## [About this task]
From the line containing "of the gold" through the last line of the records, print every line exactly and nothing more.

══ Information given

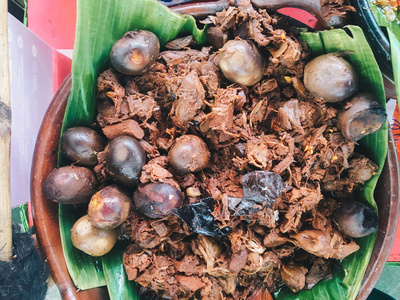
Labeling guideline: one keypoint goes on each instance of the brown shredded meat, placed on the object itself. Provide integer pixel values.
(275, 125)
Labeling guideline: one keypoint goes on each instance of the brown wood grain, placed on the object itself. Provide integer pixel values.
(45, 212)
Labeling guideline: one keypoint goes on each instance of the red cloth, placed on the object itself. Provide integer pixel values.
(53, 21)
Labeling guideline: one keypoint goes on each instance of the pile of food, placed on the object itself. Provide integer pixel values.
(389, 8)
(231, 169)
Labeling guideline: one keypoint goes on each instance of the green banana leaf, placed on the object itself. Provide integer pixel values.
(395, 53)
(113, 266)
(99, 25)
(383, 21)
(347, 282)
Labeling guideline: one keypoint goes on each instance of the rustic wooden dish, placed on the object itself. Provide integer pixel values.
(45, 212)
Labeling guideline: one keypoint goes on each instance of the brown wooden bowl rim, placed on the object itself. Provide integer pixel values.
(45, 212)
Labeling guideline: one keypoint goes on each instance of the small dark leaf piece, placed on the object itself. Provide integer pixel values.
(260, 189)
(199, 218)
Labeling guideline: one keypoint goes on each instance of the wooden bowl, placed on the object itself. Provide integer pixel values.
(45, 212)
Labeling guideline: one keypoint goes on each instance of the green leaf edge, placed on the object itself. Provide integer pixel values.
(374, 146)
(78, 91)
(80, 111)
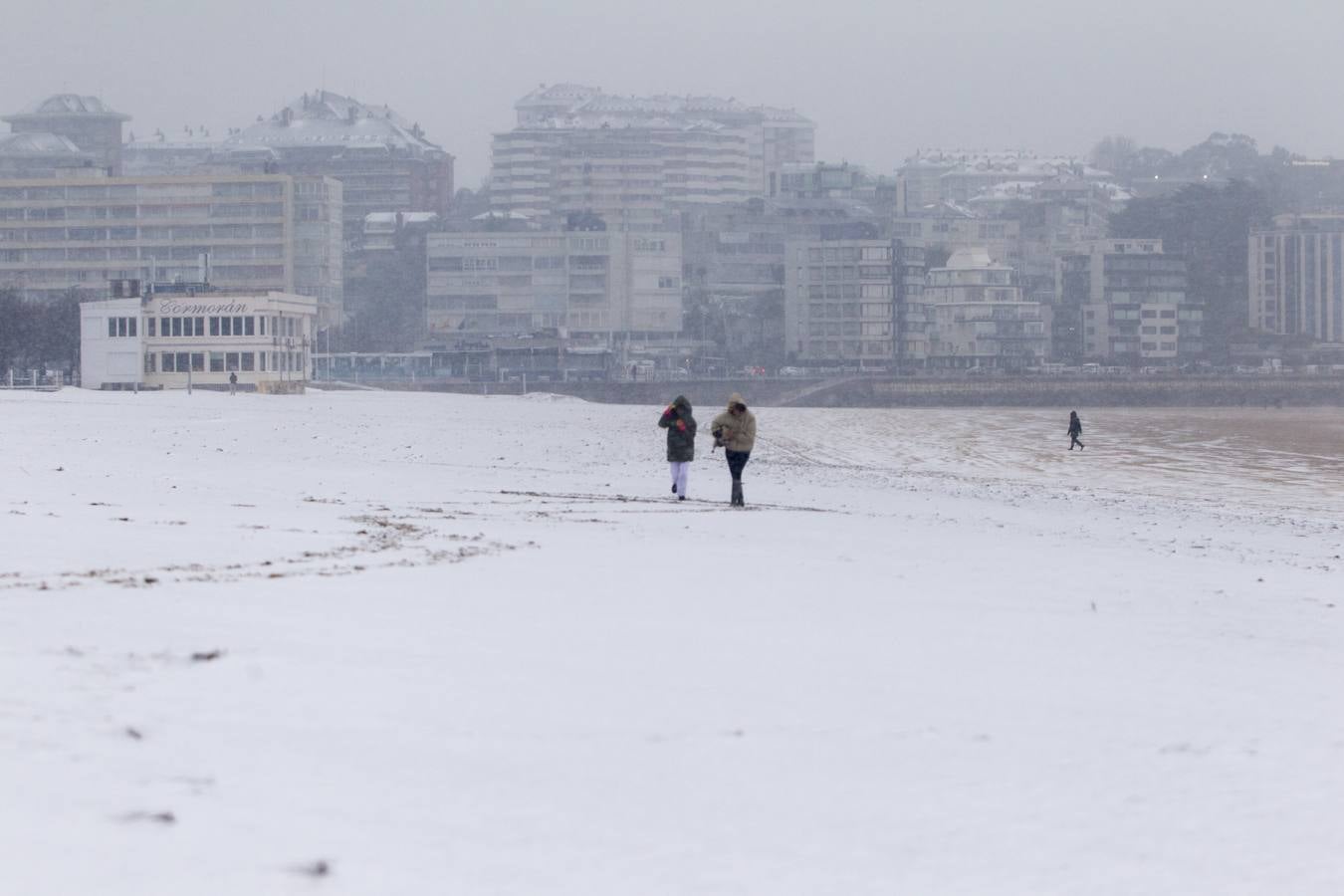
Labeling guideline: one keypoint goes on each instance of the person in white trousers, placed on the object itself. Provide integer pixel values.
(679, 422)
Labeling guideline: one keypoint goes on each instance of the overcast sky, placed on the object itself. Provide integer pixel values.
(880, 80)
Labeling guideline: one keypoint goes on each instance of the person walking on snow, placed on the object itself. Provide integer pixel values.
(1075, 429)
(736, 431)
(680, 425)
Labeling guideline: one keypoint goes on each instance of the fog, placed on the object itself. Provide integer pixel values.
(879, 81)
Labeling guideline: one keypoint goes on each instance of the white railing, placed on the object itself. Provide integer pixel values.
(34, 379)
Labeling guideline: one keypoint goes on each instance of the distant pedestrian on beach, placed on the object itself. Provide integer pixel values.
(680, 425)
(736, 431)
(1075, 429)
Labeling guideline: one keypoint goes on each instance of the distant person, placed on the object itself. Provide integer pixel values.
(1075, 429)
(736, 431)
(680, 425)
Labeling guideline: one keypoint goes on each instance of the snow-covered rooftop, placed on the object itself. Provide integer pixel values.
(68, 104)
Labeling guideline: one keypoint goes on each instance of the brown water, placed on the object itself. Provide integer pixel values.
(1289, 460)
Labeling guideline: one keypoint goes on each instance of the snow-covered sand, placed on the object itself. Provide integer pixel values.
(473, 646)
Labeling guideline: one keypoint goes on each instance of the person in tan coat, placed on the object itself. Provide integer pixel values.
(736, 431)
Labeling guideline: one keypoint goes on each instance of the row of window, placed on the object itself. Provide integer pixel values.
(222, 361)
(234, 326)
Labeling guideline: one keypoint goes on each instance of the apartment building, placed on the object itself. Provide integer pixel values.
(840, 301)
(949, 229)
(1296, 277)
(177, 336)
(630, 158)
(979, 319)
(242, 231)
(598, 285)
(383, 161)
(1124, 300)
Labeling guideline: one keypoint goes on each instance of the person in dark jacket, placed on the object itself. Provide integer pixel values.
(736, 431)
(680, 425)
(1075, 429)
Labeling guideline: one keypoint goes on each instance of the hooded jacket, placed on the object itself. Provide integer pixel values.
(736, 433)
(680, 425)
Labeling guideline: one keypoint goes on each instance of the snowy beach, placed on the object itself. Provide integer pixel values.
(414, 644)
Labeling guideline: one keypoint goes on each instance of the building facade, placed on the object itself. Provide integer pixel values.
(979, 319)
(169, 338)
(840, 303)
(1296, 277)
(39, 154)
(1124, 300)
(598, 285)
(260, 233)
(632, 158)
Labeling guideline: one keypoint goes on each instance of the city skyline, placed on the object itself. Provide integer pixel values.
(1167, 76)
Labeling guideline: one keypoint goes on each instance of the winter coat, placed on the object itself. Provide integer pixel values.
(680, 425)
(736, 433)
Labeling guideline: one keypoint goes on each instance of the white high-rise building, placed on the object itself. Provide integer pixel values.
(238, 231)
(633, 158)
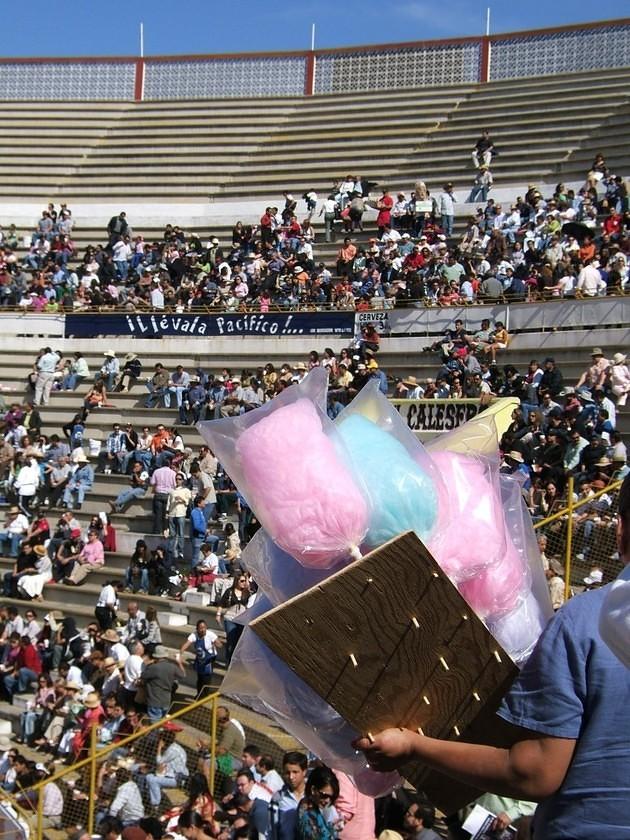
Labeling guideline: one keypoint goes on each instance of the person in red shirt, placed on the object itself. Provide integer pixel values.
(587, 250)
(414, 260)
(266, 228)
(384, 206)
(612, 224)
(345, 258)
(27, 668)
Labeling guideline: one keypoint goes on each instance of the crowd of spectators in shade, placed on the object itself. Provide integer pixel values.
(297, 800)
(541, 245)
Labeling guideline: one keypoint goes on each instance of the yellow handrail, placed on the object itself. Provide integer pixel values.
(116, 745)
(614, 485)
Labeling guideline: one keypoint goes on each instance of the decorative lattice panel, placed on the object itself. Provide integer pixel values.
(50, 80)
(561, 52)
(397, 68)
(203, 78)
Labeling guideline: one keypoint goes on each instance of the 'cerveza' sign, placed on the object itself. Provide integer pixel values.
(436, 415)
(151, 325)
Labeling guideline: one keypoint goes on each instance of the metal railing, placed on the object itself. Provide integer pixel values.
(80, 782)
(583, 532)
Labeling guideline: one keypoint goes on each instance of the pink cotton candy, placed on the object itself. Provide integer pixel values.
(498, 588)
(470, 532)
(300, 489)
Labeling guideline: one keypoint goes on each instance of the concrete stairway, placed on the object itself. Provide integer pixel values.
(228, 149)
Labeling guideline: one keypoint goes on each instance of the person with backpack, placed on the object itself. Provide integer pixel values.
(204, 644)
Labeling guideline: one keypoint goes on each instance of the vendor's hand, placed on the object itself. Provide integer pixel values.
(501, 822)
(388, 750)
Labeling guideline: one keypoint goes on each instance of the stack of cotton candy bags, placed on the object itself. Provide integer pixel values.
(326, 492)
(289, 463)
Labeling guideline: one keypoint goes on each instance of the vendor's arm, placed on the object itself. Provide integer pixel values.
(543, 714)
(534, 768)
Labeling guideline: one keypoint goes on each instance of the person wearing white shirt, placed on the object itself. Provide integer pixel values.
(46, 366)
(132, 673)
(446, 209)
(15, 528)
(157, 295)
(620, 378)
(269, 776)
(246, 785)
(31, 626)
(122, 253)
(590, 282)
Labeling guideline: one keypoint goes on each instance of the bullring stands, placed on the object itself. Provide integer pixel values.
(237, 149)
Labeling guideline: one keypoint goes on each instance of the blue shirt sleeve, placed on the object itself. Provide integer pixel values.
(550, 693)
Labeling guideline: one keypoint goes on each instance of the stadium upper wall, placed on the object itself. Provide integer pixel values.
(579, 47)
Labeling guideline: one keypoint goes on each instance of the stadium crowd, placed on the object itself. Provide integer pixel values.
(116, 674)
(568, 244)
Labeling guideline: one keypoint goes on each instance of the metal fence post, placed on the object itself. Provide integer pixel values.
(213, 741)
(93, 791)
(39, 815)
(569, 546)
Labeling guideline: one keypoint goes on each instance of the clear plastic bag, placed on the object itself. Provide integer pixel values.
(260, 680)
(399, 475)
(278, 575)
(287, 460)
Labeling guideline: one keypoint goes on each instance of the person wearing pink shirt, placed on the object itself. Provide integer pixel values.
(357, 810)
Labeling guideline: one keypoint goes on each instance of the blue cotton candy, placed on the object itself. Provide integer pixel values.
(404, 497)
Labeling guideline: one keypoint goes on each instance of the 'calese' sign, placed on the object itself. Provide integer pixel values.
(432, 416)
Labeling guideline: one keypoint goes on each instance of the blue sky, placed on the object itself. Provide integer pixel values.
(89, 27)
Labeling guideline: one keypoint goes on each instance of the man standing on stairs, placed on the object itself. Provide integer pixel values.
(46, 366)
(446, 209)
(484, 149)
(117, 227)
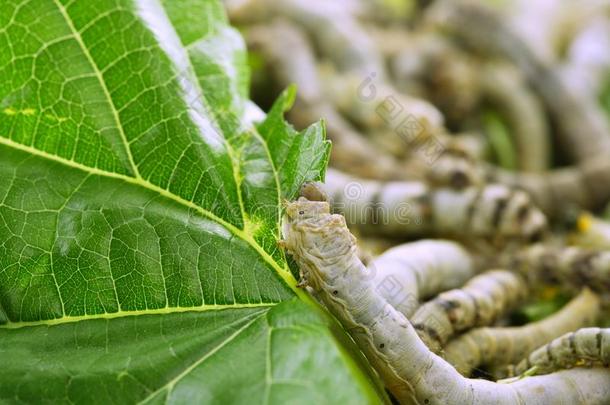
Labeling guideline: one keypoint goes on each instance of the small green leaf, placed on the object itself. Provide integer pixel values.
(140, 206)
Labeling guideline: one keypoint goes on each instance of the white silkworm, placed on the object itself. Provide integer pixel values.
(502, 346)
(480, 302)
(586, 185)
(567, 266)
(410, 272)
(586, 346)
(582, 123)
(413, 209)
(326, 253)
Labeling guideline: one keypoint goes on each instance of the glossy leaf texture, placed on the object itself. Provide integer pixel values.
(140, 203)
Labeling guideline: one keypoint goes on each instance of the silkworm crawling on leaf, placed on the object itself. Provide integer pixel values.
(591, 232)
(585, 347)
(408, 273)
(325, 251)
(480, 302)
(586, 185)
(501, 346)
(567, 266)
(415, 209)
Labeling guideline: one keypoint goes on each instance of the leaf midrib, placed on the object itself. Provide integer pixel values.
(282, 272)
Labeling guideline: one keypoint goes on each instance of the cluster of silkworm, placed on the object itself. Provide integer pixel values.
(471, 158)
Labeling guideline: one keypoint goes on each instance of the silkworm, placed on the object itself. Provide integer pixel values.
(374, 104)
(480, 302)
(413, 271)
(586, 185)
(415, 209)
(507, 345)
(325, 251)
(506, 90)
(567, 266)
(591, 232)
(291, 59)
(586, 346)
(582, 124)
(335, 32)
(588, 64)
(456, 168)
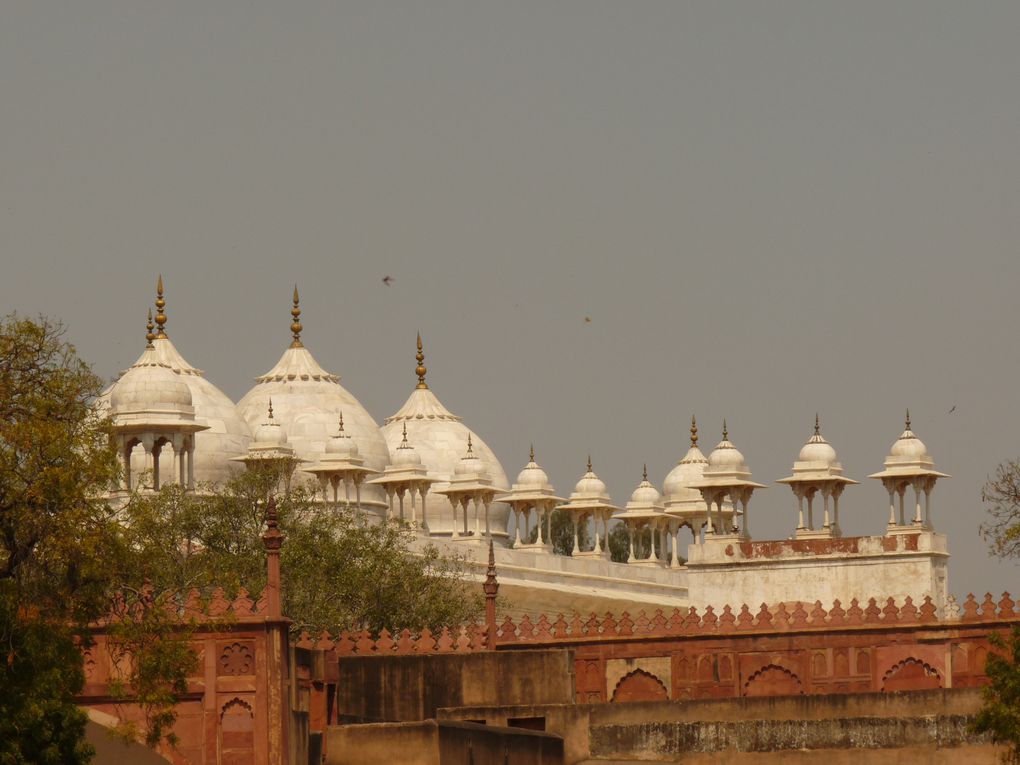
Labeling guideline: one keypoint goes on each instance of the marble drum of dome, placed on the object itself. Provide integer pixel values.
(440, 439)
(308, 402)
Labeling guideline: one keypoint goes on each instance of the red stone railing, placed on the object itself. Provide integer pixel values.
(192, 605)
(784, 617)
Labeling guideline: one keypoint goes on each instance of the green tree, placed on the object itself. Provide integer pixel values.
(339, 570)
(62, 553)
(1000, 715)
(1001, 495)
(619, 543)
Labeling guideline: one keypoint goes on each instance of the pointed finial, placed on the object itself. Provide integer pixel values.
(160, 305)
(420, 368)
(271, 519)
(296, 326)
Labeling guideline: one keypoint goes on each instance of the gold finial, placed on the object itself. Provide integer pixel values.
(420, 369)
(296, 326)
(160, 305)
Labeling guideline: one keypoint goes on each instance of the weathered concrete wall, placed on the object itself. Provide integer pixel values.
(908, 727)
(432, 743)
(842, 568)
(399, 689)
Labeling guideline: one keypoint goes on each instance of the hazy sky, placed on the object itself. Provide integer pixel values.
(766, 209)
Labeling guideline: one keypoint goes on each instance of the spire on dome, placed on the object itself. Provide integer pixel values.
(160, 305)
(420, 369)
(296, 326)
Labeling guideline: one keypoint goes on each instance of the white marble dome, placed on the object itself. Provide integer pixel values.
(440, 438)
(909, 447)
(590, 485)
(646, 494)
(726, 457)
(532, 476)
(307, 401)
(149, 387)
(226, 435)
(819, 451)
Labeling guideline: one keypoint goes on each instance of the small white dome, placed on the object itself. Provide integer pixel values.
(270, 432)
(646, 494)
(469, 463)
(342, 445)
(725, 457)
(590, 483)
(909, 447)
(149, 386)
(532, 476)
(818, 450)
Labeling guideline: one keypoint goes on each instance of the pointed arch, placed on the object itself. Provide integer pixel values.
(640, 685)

════

## [Response to this task]
Labeling guideline: one keypoint goes on each instance of the gold finial, placed on the object itself. Provide integer pixel values.
(420, 369)
(296, 326)
(160, 305)
Labeling guideline: one keypoint goes on each instance of the weathered concrete wall, placed on the object itself. Provide integer pixel values.
(908, 727)
(432, 743)
(842, 568)
(399, 689)
Labeling guideline: one keypoint goes on each instance of the hazy sky, placed on the object itself. Provide integer pixel values.
(766, 209)
Labeling guideline: one keypoint goes on each instance of the spire on dome, placed on the object itself. Provide integer pixel values.
(160, 305)
(420, 369)
(296, 326)
Labeling guideline: one keypoint goes on each instance of the white marble dome, placed on the object itself. Provide integer pixel values.
(440, 438)
(909, 447)
(590, 485)
(646, 494)
(726, 457)
(532, 476)
(307, 401)
(149, 387)
(226, 435)
(819, 451)
Labeling guideline: one keypoint goes on each instance of the small white dome, placed on the object itself. Provide integer pixel values.
(270, 432)
(646, 494)
(469, 463)
(342, 445)
(725, 457)
(590, 483)
(909, 447)
(149, 386)
(532, 476)
(818, 450)
Labeling guideline: one keypoint goes on each instance of the pointed arch, placed on the object itself. Provide integer pixel values.
(640, 685)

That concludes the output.